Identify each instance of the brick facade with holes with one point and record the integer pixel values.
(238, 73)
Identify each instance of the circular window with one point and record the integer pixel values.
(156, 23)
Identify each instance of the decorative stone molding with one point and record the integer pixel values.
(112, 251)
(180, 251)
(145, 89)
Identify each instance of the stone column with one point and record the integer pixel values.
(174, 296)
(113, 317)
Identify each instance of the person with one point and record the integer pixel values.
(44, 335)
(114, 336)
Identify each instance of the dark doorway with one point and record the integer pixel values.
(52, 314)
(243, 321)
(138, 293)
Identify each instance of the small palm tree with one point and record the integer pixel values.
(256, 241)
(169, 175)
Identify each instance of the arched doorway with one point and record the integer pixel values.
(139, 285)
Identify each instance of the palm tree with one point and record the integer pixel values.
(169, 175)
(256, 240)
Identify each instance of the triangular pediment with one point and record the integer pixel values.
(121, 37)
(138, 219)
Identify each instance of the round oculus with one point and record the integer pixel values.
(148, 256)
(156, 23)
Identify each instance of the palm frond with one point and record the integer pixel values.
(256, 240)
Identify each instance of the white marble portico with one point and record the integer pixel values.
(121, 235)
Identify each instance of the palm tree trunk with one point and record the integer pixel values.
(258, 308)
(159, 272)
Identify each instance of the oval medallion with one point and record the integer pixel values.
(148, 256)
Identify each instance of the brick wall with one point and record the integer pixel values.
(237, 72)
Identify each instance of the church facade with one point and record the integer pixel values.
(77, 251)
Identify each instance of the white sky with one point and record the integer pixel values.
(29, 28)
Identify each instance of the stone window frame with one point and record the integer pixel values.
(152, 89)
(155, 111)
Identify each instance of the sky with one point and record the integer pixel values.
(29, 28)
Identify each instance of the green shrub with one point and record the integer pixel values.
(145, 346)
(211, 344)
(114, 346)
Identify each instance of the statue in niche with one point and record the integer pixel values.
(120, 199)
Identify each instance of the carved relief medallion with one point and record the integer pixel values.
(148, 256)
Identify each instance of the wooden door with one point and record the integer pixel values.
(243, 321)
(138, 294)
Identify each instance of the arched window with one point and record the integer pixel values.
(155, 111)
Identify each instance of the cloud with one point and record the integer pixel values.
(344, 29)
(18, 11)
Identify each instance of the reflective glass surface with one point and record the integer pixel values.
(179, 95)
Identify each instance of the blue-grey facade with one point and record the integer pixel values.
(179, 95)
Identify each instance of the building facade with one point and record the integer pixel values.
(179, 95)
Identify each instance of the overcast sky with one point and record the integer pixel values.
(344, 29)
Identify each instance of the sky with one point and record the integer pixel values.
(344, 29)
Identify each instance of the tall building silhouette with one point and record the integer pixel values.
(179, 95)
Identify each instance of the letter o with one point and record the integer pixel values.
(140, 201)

__________

Rewrite all the records above, swapping "Identify" for "Mark" everywhere it occurs and leaving everything else unchanged.

Mark each instance of the brick facade with holes with one point and record the integer pixel values.
(238, 73)
Mark each instance of the circular window with one point and record the integer pixel values.
(156, 23)
Mark each instance of the decorative stone molding with one point and record the integer pixel values.
(112, 251)
(180, 251)
(145, 89)
Mark each instance of the stone column with one point and record the integer pixel values.
(174, 296)
(113, 317)
Mark each instance of the person with one point and record the integer pixel values.
(44, 335)
(114, 336)
Mark each instance of the dark doorway with one point and record the integer pixel values.
(52, 314)
(243, 321)
(138, 293)
Mark each instance of the small palm tree with one point and record the integer pixel values.
(256, 241)
(169, 175)
Mark each instance of the arched doorway with one point and record the integer pixel values.
(139, 285)
Mark each instance of the palm tree with one point and record the integer pixel values.
(169, 175)
(256, 240)
Mark each instance of the triangular pediment with one point and record the integer pixel values.
(121, 37)
(138, 219)
Mark each instance of the round oculus with one point and record the integer pixel values.
(148, 256)
(156, 23)
Mark each instance of the palm frond with one point and record the integer pixel values.
(256, 240)
Mark each instance of the white marble portico with one point and record the integer pixel values.
(121, 235)
Mark each instance of the palm tree trunk with one point and record the integer pixel values.
(258, 308)
(159, 272)
Mark each instance of the oval medallion with one point and record the integer pixel values.
(148, 256)
Mark each instance of the brick wall with one point and record the integer pixel values.
(237, 72)
Mark each instance of the church facade with one point and record the integer pixel values.
(77, 251)
Mark each instance of the white sky with one point and record the integer pixel values.
(29, 28)
Mark each instance of the stone window frame with one point and record the integer pixel values.
(152, 89)
(155, 111)
Mark each instance of the sky with one point and record the integer pixel values.
(29, 28)
Mark each instance of the green shrub with one point and record the integer pixel values.
(145, 346)
(211, 344)
(114, 346)
Mark each instance of the statue in niche with one point and record the integer pixel values.
(120, 199)
Mark each instance of the carved relief medallion with one point and record the integer pixel values.
(148, 256)
Mark each instance of the wooden door with one point and record the integer pixel values.
(243, 321)
(138, 294)
Mark each instance of the arched window with one point and record the integer pixel values.
(155, 111)
Mark each instance of the cloud with one point and record the integer pixel values.
(344, 29)
(18, 11)
Mark each instance of the reflective glass surface with one point and record the integer pixel values.
(179, 95)
Mark each instance of the blue-grey facade with one point and record the integer pixel values.
(179, 95)
Mark each instance of the building facade with one point and record the integer pixel values.
(179, 95)
Mark each instance of the overcast sky with one point and record the integer pixel values.
(344, 29)
Mark each instance of the sky with one point and record the integer pixel values.
(344, 29)
Mark each instance of the tall building silhouette with one point and record the integer pixel values.
(179, 95)
Mark each instance of the letter o with one point and record the integer pixel values.
(140, 201)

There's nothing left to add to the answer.